Yet Coke spent little time in legal work as he knew himself called to the ministry. His first appointment following ordination as an Anglican clergyman was as assistant in a parish in Somerset. The flame that had ignited so many people fired soon him too, and in August, 1776, he sat down with John Wesley and offered himself as an itinerant preacher willing to go anywhere in the world. Wesley’s response was not what Coke expected: the young man was to “go on in the same path…visiting from house to house.” A few months later a new senior minister, hostile to Methodist convictions, arrived in the parish. Soon angry at his young assistant, the older man fired Coke on Easter Sunday, 1777 — and encouraged everyone to celebrate the dismissal by ringing the church bells and opening a hogshead of cider. (Thirty years later Coke would be vindicated: he returned to town and church and addressed a crowd of 2000.)

Throughout the Methodist awakening Wesley had forbidden his lay-preachers to administer the sacraments lest his people be accused of separating from the Church of England. An Anglican by conviction, Wesley wanted his unchurched converts to find a spiritual home in Anglicanism too. He knew as well that the Toleration Act that provided refuge for Dissenters wouldn’t protect his people, since he had never had them register with the authorities as Dissenters. His people would be seen as disruptive concerning the established church (and therefore liable to criminal prosecution) yet unsheltered by the laws safeguarding Christians who had publicly identified themselves as non-Anglicans. Wesley had always wanted Methodism to remain a renewal movement within the mother-Church.

In America the Methodist people were largely deprived of clergy and the sacramental ministry they provided. Wesley asked the Bishop of London to ordain men for the new world. The bishop refused. The shortage worsened after the American Revolution when nearly all the Anglican clergy, steadfastly loyal to the crown, returned to England. After much anguish Wesley “laid hands on” Coke. To anyone steeped in Anglicanism this could mean only that Coke had been consecrated bishop. On the same occasion Wesley ordained two lay-preachers as clergy for the New World. In the face of outrage from Anglican officialdom — and fury from his brother Charles who had always vowed, “Ordination means separation!” — Wesley resolutely stood by an insight that all biblical scholars today agree on: in the New Testament “bishop” (overseer) and “presbyter” (elder) describe the same person. Coke was to be the first Methodist bishop in the new world.

On the trip to America the learned man read Augustine’s Confessions for spiritual reflection, Virgil’s Latin Georgics for cultural enrichment, the lives of Francis Xavier (Jesuit missionary to India) and David Brainerd (Puritan missionary to North American aboriginals) for inspiration, plus 556 pages of a treatise on episcopacy so as to understand what sort of authority Wesley had conferred on him.

Upon landing in the new world Coke embarked on an 800-mile preaching tour of hinterland Methodism, noting with disgust and anger the abomination of slavery. Boldly he wrote an impassioned letter to George Washington — who later received him twice and in 1804 would ask him to preach before the United States Congress (all this in spite of Coke’s British citizenship!)
────────────────────────────────────────
(What you will do)
a) Rewrite the account of Coke starting at "On the trip" and ending at "conferred on him.", renaming "trip" as "voyage".
b) Write what comes next in the account of Coke, picking up after its last sentence.

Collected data
────────────────────────────────────────
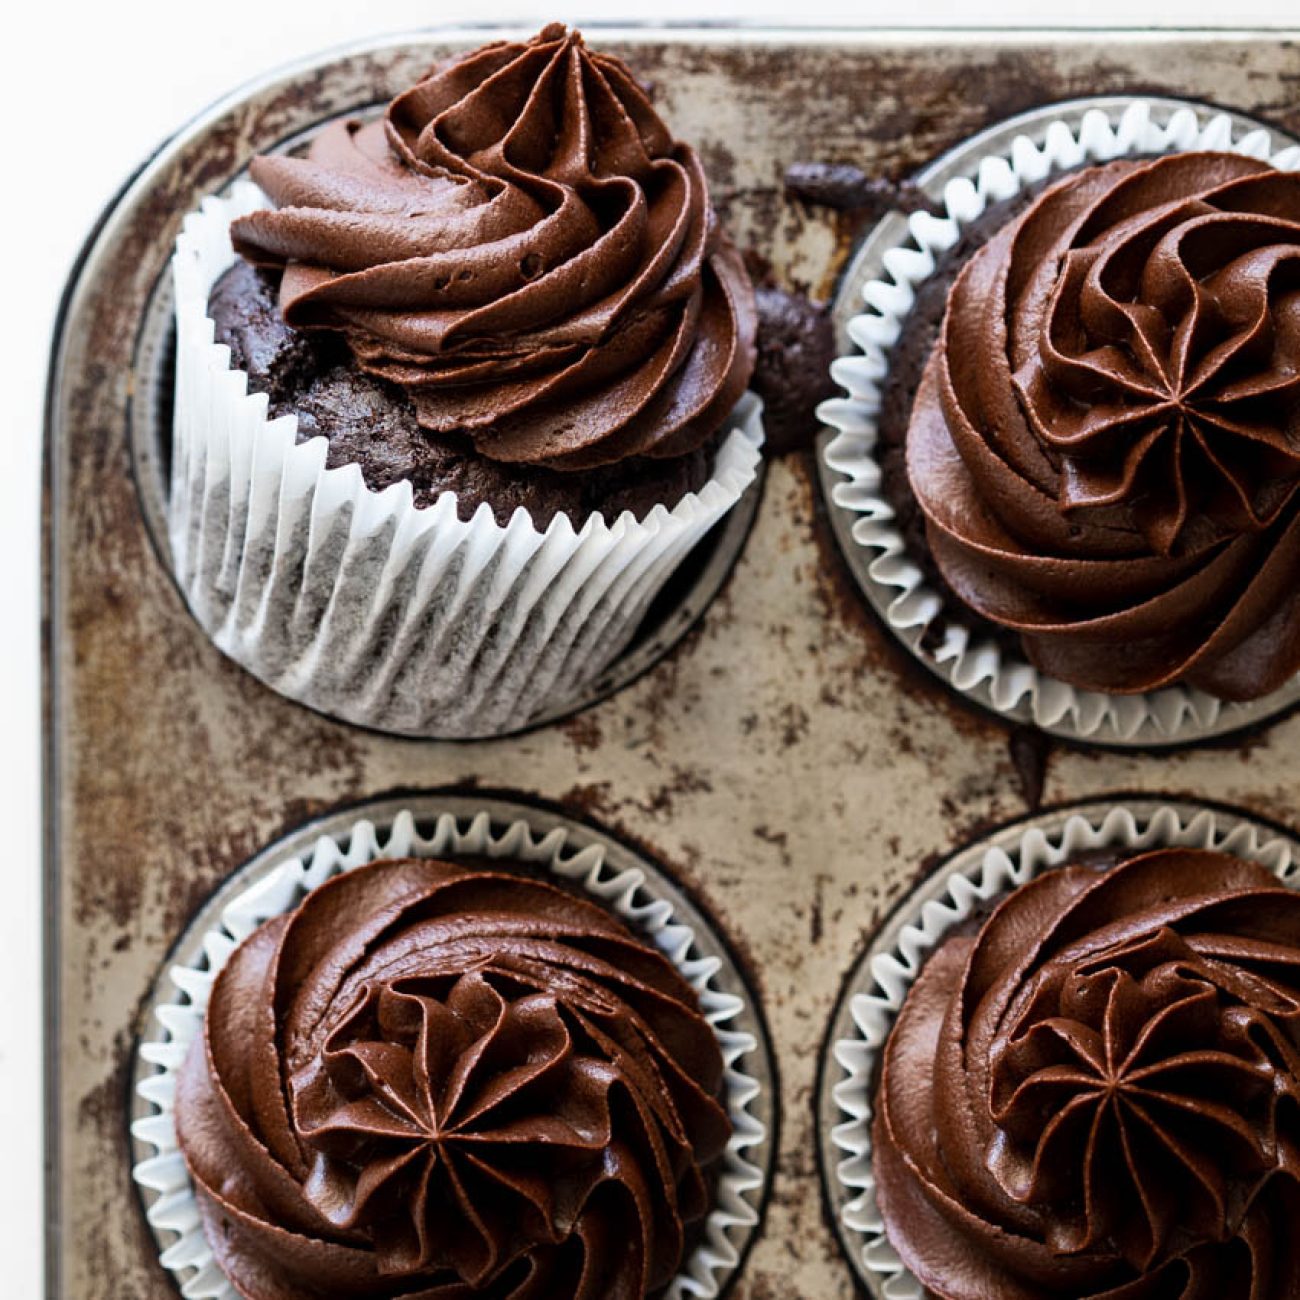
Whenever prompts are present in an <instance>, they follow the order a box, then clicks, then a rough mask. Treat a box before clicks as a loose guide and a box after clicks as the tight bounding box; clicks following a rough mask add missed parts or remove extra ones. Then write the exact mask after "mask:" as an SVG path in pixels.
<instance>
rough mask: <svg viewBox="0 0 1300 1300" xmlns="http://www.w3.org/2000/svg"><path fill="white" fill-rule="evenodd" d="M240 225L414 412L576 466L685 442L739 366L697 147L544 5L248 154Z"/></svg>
mask: <svg viewBox="0 0 1300 1300" xmlns="http://www.w3.org/2000/svg"><path fill="white" fill-rule="evenodd" d="M252 175H253V179H255V181H257V183H259V185H260V186H261V187H263V188H264V190H265V191H266V194H269V195H270V198H272V199H273V200H274V203H276V205H277V207H276V208H274V209H273V211H265V212H257V213H253V214H251V216H248V217H242V218H239V220H237V221H235V222H234V225H233V231H231V233H233V237H234V242H235V247H237V248H238V250H239V252H242V253H243V255H244V256H246V257H247V259H250V260H251V261H253V263H256V264H257V265H263V266H273V268H283V274H282V278H281V285H279V303H281V308H282V311H283V315H285V320H286V321H287V322H289V324H290V325H292V326H296V328H302V329H329V330H335V331H339V333H341V334H342V335H343V337H344V338H346V341H347V343H348V347H350V348H351V352H352V355H354V356H355V359H356V361H357V363H359V364H360V365H361V367H363V368H364V369H365V370H367V372H369V373H370V374H373V376H377V377H380V378H382V380H387V381H393V382H395V383H398V385H400V386H402V387H403V389H404V390H406V393H407V394H408V395H409V398H411V400H412V403H413V407H415V412H416V416H417V419H419V422H420V425H421V426H422V428H425V429H426V430H429V432H432V433H435V434H464V435H468V437H469V438H472V439H473V445H474V448H476V450H477V451H478V452H480V454H481V455H484V456H487V458H490V459H493V460H498V461H511V463H521V464H529V465H547V467H551V468H556V469H567V471H577V469H585V468H590V467H595V465H606V464H611V463H615V461H619V460H624V459H627V458H632V456H646V458H655V459H662V458H676V456H682V455H685V454H688V452H692V451H694V450H695V448H698V447H701V446H702V445H703V443H705V442H706V441H707V439H708V438H710V437H711V435H712V434H714V433H716V432H718V429H719V428H720V426H722V424H723V421H724V420H725V417H727V416H728V413H729V412H731V409H732V407H733V406H735V403H736V400H737V398H738V396H740V395H741V393H742V391H744V389H745V385H746V382H748V380H749V376H750V372H751V370H753V368H754V333H755V313H754V295H753V289H751V286H750V283H749V279H748V277H746V274H745V270H744V268H742V265H741V261H740V256H738V253H737V252H736V250H735V247H733V246H732V243H731V242H729V239H728V238H727V237H725V234H724V233H723V230H722V227H720V225H719V222H718V218H716V216H715V213H714V209H712V205H711V203H710V198H708V190H707V186H706V182H705V175H703V170H702V168H701V165H699V159H698V156H697V155H695V152H694V149H692V148H690V146H688V144H682V143H680V142H677V140H673V138H672V135H671V134H669V131H668V129H667V127H666V126H664V123H663V121H662V120H660V118H659V117H658V114H656V113H655V110H654V108H653V107H651V104H650V101H649V99H647V98H646V95H645V92H643V91H642V90H641V88H640V87H638V86H637V83H636V81H634V79H633V78H632V74H630V73H629V70H628V69H627V66H625V65H624V64H623V62H621V61H619V60H617V59H612V57H610V56H606V55H599V53H594V52H591V51H589V49H588V48H586V45H585V44H584V43H582V38H581V36H580V35H578V34H577V32H569V31H565V30H564V27H562V26H550V27H547V29H546V30H545V31H542V32H541V34H539V35H537V36H536V38H534V39H532V40H529V42H528V43H526V44H520V43H511V42H497V43H493V44H490V45H486V47H484V48H482V49H478V51H476V52H473V53H471V55H467V56H465V57H463V59H460V60H456V61H454V62H451V64H447V65H445V66H441V68H437V69H434V70H433V72H432V73H430V74H429V75H428V77H426V78H425V79H424V81H421V82H419V83H417V85H416V86H413V87H412V88H411V90H408V91H406V92H404V94H402V95H399V96H398V98H396V99H394V100H393V103H391V104H389V107H387V110H386V113H385V114H383V118H382V120H381V121H374V122H370V123H365V125H363V123H360V122H357V121H343V122H337V123H334V125H331V126H328V127H326V129H325V130H322V131H321V133H320V134H318V135H317V136H316V138H315V139H313V140H312V143H311V147H309V149H308V152H307V156H305V157H278V156H277V157H259V159H256V160H255V161H253V164H252Z"/></svg>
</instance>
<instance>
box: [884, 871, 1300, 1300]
────────────────────────────────────────
(Answers to each task)
a)
On the voyage to America the learned man read Augustine’s Confessions for spiritual reflection, Virgil’s Latin Georgics for cultural enrichment, the lives of Francis Xavier (Jesuit missionary to India) and David Brainerd (Puritan missionary to North American aboriginals) for inspiration, plus 556 pages of a treatise on episcopacy so as to understand what sort of authority Wesley had conferred on him.

b)
In 1791 the “flea” hopped over to France where, with the French Revolution at its most violent, he assembled hungry people in Paris and addressed them in French. In England he used his legal training to draft the “Deed of Declaration”, a document that secured legal protection for the Methodist Conference. In America again (he made nine round-trips) he collected money for a new college.

The year 1805 saw the 58-year old bachelor marry Penelope Smith, an aristocrat with the same financial privilege that Coke had known. Having spent his entire personal fortune to fund Methodist missions, he found his new wife willing to liquidate her estate for the same purpose — and thereafter to accompany her husband on his homeless journeyings.

While the aristocrat-turned-missionary found begging “a vile drudgery”, he did it unashamedly for the sake of supportirng the missions dear to him. And when his wife’s sudden death rocked him he fought his way out of the valley of the shadow with intensified preaching and “drudgery.”

Missions at home and abroad preoccupied him for decades. Four trips to the West Indies, a trip to Sierra Leone in Africa, the oversight of the Methodist work in Ireland, the provision of Methodist missionaries in Scotland and Wales, arranging for similar outreach in Newfoundland and Nova Scotia (he personally paid for long underwear for the Methodist preachers in Nova Scotia when he learned of the Canadian winter); this is what animated him above all else.

Following the death of his second wife after only one year together (they had married in 1811) Coke believed himself divinely appointed to Asia. He set out in the company of several missionaries, planning for concentrated work in Ceylon (Sri Lanka) and India. Several ships in the party were lost in horrendous storms around Cape Horn. His survived and was moving quietly through the Indian Ocean with the Ceylon mission-field before it when he was found dead in his cabin.

Francis Asbury, now the bishop of American Methodism, preached a memorial sermon in which he paid tribute to the man he had long loved and admired: “…a gentleman, a scholar, a bishop to us; and as a minister of Christ, in zeal, in labours, in services, the greatest man in the last century.”